**Fragmento extraído**
La tierra proporciona lo suficiente para cubrir las necesidades de todos los hombres, pero no la codicia de cada hombre.
Mahatma Gandhi.
Cuando la competitividad hace daño
Para Sandra había tres clases de compañeros de trabajo: los buenos, los malos y los que le resultaban indiferentes.
Kevin no era exactamente un compañero de trabajo porque estaba haciendo prácticas, pero pertenecía claramente a la clase de «malos compañeros». El día que entró a trabajar en la empresa, Sandra ya lo miró críticamente. En su opinión, Kevin era un pelota. Llevaba unos zapatos iguales que los del jefe. Unas deportivas con cierres de velcro y suela antideslizante. Al poco de empezar las prácticas, Sandra vio que hablaba de zapatos con el jefe. De ese modo, Kevin consiguió que el superior lo mirara con buenos ojos. Pero eso no fue todo. Compartía otra afinidad con el jefe: las Lofoten. Sandra sólo sabía lo siguiente de las Lofoten: eran unas islas situadas en el norte gélido de Noruega, muy lejos de los hoteles de playa con todo incluido que a ella le gustaban. Ella era una fan de Ibiza. Pero ella no podía ganar puntos con el jefe hablándole de las Baleares. Él y Kevin coincidían en que viajar al sur para asarse al sol era un aburrimiento.

**Objetivo**
Por favor, edita el fragmento desde "Mahatma Gandhi." hasta "le resultaban indiferentes.", ambos incluidos, y cambia "competitividad" por "rivalidad". El listado no tiene relación con el fragmento.

Registros de origen

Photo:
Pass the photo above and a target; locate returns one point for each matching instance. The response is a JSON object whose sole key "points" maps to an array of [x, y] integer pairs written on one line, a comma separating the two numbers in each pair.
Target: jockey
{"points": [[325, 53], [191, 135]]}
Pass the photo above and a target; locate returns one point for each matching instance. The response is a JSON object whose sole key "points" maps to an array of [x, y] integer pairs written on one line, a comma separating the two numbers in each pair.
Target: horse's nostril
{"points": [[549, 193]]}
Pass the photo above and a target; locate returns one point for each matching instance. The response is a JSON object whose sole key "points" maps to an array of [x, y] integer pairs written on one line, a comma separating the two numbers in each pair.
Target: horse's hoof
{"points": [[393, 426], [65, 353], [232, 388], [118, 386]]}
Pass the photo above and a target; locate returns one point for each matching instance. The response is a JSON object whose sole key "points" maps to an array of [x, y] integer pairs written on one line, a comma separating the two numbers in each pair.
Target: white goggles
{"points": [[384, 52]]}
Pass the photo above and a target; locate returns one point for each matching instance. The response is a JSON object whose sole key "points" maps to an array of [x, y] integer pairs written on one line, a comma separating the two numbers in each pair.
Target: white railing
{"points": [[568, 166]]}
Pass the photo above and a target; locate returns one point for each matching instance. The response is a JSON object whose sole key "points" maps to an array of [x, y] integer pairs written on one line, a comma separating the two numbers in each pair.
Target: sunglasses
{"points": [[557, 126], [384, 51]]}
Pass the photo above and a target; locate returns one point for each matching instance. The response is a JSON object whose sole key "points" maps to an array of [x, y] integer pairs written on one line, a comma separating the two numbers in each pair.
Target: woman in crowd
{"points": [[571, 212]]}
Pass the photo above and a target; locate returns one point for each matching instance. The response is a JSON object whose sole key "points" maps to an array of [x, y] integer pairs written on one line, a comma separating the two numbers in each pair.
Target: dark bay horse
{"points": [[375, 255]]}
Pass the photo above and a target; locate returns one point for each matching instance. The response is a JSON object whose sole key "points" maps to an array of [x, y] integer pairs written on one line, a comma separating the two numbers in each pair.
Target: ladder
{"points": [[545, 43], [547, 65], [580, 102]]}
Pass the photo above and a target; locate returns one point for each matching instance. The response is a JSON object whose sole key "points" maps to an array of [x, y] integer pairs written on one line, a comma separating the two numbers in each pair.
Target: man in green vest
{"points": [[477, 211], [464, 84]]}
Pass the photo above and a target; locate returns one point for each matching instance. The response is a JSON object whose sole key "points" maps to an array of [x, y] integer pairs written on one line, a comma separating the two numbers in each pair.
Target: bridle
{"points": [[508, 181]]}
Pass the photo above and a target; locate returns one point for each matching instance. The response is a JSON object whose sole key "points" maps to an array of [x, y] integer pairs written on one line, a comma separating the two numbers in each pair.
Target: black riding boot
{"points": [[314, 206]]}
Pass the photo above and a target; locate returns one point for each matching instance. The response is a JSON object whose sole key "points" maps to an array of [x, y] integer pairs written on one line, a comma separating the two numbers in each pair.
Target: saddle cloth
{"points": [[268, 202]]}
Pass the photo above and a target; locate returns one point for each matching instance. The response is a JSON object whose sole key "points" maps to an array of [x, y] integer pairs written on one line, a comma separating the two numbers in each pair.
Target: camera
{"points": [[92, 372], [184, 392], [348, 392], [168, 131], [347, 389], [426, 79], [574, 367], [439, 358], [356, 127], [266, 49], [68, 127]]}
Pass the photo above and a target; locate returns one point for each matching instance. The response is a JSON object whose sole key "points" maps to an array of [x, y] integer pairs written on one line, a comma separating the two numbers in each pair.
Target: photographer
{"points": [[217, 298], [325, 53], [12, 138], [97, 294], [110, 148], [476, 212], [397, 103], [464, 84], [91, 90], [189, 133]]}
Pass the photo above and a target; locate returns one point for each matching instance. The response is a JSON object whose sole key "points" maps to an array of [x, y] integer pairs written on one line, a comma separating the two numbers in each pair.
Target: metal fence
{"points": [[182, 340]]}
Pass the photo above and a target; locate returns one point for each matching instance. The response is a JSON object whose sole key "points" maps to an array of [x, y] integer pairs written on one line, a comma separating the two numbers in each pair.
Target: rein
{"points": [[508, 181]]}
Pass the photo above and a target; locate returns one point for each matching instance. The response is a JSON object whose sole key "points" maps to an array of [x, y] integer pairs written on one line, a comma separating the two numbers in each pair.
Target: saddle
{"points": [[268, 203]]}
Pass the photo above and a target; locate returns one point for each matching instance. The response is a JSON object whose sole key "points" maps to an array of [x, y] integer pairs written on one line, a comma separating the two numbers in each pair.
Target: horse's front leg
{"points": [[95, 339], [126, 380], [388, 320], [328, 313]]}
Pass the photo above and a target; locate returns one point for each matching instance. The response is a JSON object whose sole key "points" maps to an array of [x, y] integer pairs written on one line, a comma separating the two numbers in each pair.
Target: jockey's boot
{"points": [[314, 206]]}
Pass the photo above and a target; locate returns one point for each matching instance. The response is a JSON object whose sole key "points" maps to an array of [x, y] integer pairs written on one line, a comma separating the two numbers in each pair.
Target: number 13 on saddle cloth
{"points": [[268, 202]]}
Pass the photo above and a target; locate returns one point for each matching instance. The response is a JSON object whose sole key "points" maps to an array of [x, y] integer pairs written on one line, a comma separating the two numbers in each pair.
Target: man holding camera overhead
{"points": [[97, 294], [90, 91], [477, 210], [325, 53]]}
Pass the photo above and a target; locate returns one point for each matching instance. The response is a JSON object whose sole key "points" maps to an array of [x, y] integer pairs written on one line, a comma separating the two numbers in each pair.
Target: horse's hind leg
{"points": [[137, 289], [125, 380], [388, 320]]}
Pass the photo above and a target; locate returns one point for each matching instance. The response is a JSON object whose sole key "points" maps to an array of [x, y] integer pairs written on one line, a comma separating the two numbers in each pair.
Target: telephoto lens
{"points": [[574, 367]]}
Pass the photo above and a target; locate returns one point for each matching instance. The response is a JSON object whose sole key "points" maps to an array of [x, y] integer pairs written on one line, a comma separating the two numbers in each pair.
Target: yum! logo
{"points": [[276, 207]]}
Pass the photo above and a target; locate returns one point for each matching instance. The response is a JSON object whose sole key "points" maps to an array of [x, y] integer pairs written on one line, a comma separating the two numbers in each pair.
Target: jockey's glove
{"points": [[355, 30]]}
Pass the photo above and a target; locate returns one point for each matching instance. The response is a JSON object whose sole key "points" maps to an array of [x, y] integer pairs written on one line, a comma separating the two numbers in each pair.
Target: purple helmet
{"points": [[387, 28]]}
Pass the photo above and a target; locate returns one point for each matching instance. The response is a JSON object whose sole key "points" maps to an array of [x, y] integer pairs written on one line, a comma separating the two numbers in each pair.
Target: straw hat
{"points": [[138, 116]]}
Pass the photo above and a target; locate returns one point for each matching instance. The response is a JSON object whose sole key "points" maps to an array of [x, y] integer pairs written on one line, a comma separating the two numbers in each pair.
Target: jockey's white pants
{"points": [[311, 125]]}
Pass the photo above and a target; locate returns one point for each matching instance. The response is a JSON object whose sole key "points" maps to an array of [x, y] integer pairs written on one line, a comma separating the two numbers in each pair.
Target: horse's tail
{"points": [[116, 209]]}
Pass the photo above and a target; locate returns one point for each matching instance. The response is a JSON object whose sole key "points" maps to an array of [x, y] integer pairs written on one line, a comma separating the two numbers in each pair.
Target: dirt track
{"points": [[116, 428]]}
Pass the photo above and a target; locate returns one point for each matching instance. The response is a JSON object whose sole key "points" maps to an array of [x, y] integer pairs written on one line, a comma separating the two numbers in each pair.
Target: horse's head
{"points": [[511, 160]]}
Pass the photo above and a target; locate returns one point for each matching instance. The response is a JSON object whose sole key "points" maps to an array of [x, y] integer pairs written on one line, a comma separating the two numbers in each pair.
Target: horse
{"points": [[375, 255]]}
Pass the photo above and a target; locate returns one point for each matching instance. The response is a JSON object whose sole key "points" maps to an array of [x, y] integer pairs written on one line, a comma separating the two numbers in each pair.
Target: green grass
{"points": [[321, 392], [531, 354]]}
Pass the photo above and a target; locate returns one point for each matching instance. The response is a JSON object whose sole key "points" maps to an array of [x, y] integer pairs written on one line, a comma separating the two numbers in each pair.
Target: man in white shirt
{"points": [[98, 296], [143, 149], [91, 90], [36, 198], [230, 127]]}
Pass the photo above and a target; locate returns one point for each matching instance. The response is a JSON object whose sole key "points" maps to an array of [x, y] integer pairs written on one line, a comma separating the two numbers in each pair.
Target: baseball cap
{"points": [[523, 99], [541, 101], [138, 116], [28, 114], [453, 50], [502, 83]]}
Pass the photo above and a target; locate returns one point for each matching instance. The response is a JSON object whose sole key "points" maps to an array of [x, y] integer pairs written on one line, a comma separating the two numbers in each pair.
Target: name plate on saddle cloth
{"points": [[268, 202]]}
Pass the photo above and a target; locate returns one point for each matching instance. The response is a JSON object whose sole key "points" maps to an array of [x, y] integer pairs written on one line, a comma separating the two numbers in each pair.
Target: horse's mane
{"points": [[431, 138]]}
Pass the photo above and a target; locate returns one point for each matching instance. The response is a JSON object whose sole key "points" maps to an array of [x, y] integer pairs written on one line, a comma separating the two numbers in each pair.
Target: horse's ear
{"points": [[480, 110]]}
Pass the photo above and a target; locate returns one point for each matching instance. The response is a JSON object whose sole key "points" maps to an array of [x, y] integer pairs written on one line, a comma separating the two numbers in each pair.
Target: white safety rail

**Solución**
Mahatma Gandhi.
Cuando la rivalidad hace daño
Para Sandra había tres clases de compañeros de trabajo: los buenos, los malos y los que le resultaban indiferentes.